* ACTIVITY *
Summarize the text on Boulder County's face-covering order in two sentences.

As assorted municipalities in the metro area end their stay-at-home orders on May 8, joining the rest of Colorado under Governor Jared Polis's safer-at-home program, most have instituted rules about face coverings that concentrate on requiring them at indoor locations, such as grocery stores. Even Denver, which put new mask measures in place on May 6, has surrendered when it comes to doing anything more than encouraging people to deploy masks while walking in their neighborhood or visiting parks.
But Boulder County has taken a different tack, approving an order going into effect on May 9 that is among the most sweeping in the state. It calls for every person older than the age of twelve to wear a face covering when in public anywhere in its jurisdiction where social distancing of six feet cannot be maintained. And county spokesperson Chana Goussetis confirms via email that "this applies inside and outside," as do similar orders in places such as Summit County and Pitkin County.
Moreover, the maximum fine for ignoring this edict is $5,000, dwarfing the $999 top penalty in Denver. Violators in Boulder County could also face up to a year in jail.
The City of Boulder hasn't gone quite this far. Its face-covering order is aimed at people working for or visiting a "public accommodation," defined as "any place of business engaged in any sales to the general public and any place that offers services, facilities, privileges or advantages to the general public."
Boulder County is home to some of the region's best and most beautiful trails and parks, many of which attract large crowds when the weather cooperates — and sometimes when it doesn't. Going mask-free in such locations won't automatically violate the new rules, Goussetis stresses, but she notes that people should have masks with them in case staying six feet or more away from others proves impossible.
"Under the Boulder County order, folks can go to a public park or trail without a face covering, but they should be prepared to use one should it be needed," she writes. "It’s important to note that local jurisdictions, including open space departments within them, may have their own mask requirements, including specific requirements for trails within their jurisdiction."
At the same time, Goussetis makes it clear that citations will not be the first option for authorities: "The focus related to enforcement is on education. So, while a law enforcement or public health official can decide whether or not someone is not following the order, their approach would be to have a conversation with the person."
She adds: "Face coverings are just one part of a box of tools that we must use to stop the spread of this disease. Social distancing is key, along with all of us staying home as much as possible, and especially if we’re sick. We must also continue doing the basics — washing our hands, covering our cough, cleaning high-touch areas. When used all together, these are the best ways to stop the spread of disease."
The possibility of ponying up five grand or spending a year in the hoosegow for rejecting mask use is consistent with county law, Goussetis stresses: "The penalties and fines for all public health orders are the same and are dictated by statute."
Goussetis concludes: "We hope that we will not need to assess any fines or penalties. However, each situation will need to be considered independently."
Anyone thinking about throwing a giant no-mask party in Boulder County should consider that a warning.

* SUPPLIED MATERIAL *
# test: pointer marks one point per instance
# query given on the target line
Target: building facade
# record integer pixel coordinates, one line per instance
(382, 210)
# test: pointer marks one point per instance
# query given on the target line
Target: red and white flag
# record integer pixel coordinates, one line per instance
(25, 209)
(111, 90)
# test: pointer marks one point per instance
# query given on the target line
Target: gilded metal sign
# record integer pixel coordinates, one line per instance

* OUTPUT OF THE TASK *
Boulder County approved an order taking effect on May 9 that requires everyone older than twelve to wear a face covering in public, indoors and outside, wherever six feet of social distancing cannot be maintained, with violators facing a maximum fine of $5,000 and up to a year in jail. According to county spokesperson Chana Goussetis, people may visit parks and trails without a mask but should carry one in case distancing proves impossible, and enforcement will focus on education rather than citations.